Stored entries:

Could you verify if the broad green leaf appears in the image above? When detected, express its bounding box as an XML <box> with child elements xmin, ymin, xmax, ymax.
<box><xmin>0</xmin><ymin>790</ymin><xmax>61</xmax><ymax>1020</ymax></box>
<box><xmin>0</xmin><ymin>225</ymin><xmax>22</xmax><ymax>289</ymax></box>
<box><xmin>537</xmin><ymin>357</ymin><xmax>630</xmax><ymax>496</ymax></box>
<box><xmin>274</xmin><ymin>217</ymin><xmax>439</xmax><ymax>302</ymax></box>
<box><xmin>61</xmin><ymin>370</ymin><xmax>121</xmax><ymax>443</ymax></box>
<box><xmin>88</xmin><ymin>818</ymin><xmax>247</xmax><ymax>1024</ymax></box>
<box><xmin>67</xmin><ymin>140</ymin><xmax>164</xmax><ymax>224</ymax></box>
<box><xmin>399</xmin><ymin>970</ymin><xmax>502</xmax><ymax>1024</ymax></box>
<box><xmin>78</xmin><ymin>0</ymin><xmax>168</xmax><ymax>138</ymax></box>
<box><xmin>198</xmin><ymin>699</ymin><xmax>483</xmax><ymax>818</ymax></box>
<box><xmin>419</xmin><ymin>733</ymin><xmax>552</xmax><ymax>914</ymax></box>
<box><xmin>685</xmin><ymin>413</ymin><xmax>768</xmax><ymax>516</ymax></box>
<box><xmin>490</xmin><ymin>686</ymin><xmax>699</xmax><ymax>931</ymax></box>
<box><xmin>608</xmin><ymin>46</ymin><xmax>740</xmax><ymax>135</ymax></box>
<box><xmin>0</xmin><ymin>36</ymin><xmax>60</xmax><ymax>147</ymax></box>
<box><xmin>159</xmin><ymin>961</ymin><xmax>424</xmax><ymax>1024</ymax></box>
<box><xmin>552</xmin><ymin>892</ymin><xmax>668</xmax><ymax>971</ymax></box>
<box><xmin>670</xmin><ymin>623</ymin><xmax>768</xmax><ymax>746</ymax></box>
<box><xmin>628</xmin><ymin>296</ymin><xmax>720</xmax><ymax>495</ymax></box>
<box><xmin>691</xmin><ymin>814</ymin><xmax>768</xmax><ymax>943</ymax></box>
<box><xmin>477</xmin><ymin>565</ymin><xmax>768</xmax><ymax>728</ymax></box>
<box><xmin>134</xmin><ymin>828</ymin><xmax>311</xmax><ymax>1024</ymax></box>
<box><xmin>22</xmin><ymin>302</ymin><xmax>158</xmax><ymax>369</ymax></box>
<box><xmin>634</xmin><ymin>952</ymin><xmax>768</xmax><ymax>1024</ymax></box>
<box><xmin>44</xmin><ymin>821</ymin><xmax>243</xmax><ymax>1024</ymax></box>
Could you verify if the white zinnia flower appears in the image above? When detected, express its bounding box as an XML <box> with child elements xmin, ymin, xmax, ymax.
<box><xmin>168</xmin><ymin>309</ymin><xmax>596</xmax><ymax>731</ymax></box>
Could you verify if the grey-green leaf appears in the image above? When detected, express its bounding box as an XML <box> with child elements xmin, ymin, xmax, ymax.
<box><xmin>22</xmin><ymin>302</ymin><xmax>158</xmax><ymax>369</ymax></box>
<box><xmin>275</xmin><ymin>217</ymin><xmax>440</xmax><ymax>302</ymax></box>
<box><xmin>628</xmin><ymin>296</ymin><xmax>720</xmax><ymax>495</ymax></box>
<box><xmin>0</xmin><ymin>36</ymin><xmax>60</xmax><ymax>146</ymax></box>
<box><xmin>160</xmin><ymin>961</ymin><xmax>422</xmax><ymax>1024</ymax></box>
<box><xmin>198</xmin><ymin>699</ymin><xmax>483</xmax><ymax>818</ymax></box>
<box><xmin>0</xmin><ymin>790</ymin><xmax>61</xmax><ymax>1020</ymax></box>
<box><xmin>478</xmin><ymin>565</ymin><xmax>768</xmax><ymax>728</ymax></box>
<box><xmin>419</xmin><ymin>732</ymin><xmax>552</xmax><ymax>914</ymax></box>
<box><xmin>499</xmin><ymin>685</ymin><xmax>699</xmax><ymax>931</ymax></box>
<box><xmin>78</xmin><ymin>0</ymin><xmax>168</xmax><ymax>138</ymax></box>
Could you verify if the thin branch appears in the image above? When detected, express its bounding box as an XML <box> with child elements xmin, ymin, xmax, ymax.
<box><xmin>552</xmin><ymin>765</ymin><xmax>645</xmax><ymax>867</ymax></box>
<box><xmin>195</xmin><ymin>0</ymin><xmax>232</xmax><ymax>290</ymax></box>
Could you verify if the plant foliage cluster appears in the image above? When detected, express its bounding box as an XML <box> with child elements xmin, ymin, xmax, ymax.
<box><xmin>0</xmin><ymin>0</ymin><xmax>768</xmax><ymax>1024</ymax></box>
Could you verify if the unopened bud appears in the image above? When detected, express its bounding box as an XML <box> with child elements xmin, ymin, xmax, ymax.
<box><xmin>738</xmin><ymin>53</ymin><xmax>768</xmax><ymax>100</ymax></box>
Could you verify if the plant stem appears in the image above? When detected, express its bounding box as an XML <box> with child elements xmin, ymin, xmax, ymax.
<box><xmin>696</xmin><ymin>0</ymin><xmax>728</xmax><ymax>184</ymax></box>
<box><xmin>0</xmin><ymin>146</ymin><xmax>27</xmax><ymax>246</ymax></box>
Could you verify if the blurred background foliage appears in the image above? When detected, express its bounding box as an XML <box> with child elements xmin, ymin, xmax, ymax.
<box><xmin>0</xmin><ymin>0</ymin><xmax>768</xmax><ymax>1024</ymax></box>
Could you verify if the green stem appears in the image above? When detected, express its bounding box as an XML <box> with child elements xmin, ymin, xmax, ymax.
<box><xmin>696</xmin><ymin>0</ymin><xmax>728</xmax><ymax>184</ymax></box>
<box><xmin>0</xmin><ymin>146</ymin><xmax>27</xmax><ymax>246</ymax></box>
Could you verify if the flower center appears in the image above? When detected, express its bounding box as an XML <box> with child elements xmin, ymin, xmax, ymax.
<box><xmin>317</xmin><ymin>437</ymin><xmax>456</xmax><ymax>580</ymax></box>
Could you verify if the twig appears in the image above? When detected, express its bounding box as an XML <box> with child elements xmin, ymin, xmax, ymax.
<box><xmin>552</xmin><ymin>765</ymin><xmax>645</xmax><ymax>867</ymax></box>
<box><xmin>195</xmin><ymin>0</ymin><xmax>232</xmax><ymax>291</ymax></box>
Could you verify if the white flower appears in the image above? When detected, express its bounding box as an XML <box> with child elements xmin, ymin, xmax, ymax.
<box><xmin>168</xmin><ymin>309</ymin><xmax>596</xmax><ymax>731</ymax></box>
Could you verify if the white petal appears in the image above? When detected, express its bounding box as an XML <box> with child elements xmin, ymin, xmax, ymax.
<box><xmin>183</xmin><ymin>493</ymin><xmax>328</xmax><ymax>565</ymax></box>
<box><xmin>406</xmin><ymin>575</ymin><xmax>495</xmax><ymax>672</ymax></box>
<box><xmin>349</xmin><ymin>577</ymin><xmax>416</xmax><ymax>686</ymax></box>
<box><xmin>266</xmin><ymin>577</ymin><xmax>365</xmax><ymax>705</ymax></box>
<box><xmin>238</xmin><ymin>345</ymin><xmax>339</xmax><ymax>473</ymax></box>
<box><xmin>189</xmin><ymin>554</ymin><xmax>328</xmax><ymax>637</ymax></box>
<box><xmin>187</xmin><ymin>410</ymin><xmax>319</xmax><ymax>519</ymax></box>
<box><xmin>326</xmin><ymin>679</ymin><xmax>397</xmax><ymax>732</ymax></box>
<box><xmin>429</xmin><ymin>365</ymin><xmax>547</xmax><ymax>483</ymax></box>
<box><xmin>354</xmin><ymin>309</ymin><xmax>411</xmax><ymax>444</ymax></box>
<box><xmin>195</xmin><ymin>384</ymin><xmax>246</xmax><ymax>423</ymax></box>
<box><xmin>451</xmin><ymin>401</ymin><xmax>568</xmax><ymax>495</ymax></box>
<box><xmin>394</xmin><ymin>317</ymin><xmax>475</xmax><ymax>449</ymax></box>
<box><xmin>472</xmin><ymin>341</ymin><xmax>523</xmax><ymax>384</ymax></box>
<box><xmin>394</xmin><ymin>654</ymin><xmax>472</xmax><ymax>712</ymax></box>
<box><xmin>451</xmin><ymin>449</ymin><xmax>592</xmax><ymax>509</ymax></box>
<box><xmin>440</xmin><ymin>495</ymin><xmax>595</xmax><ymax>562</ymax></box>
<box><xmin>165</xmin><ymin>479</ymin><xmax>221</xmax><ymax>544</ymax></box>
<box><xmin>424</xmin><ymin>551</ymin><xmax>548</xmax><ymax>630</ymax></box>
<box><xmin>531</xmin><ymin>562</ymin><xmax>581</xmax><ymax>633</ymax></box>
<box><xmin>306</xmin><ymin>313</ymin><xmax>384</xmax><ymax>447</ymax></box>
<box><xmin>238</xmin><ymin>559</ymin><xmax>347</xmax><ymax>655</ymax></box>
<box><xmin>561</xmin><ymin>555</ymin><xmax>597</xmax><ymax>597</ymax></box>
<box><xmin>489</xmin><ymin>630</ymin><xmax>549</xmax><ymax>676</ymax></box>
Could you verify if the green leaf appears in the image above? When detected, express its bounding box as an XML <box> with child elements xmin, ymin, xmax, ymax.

**EXERCISE DETAILS:**
Filter the stored entries above, copying every line that contains the string "stem".

**FULL RESPONSE:**
Could you verify if the plant stem appears in the image above? When detected, express its bounding box as an XML <box> with child elements xmin, ymin, xmax, ymax.
Could you verify if the green stem appears in the image above? When detected, express its bounding box as an XML <box> with child elements xmin, ymin, xmax, ymax.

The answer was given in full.